→ **WHAT IS EXPECTED**: Give only the count of lines in the records below that contain the string "concrete", treating uppercase and lowercase as different.
++++++++
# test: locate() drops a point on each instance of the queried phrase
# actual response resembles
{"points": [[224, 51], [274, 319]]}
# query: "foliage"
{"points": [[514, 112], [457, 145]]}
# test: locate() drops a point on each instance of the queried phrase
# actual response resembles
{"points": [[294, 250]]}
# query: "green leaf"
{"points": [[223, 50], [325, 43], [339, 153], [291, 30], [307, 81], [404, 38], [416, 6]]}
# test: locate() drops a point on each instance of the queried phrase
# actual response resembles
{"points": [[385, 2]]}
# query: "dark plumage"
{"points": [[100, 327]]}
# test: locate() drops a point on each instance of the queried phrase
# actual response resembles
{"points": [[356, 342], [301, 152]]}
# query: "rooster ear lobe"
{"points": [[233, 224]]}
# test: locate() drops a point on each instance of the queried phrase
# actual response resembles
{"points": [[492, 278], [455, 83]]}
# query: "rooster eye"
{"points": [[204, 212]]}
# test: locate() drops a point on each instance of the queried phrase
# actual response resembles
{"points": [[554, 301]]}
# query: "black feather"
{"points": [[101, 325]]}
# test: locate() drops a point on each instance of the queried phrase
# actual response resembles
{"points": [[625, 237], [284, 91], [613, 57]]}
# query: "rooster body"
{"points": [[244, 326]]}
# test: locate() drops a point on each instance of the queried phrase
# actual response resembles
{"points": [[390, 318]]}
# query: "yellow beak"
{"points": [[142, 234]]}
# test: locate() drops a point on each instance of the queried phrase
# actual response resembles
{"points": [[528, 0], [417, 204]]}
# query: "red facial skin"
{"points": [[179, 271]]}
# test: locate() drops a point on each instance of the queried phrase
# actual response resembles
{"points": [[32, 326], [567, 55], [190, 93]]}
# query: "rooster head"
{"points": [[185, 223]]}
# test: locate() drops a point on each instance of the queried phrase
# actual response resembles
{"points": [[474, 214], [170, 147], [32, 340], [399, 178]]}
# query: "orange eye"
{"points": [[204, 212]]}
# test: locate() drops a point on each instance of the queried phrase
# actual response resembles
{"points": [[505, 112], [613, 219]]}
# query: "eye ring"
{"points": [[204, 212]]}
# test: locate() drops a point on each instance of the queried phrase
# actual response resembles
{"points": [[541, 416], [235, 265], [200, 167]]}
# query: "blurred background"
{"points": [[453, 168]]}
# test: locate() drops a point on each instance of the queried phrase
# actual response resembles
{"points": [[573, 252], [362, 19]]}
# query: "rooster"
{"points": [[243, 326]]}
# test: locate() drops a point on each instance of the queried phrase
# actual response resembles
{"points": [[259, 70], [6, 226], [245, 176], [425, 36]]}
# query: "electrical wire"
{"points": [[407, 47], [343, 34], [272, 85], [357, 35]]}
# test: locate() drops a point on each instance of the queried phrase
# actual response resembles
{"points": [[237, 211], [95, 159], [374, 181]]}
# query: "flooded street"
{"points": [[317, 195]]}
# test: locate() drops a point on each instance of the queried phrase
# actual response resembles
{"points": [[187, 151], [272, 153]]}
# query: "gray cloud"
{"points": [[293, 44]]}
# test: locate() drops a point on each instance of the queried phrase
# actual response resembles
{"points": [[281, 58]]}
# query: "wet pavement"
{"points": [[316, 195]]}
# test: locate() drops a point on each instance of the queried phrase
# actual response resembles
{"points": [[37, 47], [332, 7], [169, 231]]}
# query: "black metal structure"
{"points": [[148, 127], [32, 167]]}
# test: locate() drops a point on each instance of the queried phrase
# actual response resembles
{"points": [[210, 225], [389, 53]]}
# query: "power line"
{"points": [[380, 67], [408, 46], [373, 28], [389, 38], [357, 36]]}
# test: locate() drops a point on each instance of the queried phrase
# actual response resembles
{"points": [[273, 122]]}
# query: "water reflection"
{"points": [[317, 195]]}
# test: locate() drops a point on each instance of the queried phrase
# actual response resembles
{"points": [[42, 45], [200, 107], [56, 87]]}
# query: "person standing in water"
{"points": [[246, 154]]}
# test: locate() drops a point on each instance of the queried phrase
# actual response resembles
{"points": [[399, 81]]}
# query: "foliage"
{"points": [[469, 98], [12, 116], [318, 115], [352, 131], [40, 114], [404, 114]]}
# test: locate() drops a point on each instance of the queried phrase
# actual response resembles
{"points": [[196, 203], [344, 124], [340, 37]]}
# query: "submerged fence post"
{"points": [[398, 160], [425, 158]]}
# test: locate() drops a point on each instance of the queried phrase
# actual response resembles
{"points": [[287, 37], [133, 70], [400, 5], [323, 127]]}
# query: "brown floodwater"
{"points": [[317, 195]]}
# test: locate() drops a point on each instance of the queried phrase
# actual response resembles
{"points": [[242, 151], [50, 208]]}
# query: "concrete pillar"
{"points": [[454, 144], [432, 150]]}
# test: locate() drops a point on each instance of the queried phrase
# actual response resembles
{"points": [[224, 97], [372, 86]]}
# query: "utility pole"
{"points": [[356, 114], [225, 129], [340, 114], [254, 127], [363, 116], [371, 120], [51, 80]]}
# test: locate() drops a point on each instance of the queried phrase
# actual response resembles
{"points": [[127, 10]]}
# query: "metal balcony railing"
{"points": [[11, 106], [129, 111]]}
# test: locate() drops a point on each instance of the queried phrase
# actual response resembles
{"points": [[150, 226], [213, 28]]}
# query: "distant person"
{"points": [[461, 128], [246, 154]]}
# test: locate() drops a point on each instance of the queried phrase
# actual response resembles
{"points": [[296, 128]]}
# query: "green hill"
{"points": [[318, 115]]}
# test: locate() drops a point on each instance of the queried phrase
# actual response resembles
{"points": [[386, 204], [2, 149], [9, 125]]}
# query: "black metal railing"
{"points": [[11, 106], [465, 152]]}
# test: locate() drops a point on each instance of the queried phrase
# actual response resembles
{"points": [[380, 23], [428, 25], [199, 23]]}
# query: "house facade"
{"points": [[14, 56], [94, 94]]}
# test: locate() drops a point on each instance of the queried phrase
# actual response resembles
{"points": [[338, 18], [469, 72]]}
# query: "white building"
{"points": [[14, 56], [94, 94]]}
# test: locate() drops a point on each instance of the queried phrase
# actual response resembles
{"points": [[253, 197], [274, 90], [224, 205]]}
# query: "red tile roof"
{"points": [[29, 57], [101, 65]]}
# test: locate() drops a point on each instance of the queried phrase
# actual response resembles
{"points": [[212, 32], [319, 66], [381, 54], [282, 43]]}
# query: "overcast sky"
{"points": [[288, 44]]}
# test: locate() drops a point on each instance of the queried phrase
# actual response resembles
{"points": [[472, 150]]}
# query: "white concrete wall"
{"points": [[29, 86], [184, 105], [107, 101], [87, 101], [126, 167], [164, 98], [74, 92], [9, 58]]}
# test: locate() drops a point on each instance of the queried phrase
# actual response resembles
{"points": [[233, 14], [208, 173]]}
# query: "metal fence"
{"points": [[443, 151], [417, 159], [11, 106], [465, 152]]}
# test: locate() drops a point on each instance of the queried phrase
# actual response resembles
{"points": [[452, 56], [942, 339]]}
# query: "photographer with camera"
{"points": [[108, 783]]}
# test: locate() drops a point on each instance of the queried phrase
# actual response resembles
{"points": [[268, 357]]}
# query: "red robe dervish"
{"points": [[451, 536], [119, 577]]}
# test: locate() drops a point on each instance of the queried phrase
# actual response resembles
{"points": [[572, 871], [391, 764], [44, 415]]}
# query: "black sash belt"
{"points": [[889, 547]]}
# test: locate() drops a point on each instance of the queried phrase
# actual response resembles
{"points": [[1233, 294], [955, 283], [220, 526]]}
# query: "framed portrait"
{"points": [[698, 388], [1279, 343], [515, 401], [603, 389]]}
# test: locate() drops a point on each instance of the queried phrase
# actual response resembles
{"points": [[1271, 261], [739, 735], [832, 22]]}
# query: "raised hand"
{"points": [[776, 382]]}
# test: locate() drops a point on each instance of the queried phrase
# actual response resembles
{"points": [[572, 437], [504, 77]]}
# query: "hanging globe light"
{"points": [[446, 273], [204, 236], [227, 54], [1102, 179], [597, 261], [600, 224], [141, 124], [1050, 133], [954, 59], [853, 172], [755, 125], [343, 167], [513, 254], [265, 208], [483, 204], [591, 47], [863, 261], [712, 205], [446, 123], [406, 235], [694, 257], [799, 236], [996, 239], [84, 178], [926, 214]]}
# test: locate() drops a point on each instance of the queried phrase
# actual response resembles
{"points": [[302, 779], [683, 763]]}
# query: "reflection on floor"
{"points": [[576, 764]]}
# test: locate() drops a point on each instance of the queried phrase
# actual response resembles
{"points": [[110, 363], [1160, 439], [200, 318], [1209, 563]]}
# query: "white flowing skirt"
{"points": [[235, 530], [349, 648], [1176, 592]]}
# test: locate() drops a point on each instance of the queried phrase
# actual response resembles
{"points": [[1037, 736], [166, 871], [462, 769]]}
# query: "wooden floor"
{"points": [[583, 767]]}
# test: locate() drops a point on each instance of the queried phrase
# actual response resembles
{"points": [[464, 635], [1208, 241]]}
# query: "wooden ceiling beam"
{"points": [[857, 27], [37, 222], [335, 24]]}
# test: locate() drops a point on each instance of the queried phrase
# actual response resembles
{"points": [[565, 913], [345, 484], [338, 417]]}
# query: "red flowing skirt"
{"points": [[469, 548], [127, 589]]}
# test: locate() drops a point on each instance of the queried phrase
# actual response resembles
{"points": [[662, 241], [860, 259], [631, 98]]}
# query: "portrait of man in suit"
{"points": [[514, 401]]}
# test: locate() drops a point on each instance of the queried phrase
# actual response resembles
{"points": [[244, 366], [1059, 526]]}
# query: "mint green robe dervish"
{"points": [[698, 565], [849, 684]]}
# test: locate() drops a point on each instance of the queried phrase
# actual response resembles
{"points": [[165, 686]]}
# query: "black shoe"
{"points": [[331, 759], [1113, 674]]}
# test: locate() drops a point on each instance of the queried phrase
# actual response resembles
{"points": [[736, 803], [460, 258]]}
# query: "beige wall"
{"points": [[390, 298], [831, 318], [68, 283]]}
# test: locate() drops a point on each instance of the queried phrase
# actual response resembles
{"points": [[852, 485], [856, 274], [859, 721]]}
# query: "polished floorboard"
++++++++
→ **TASK RESULT**: 2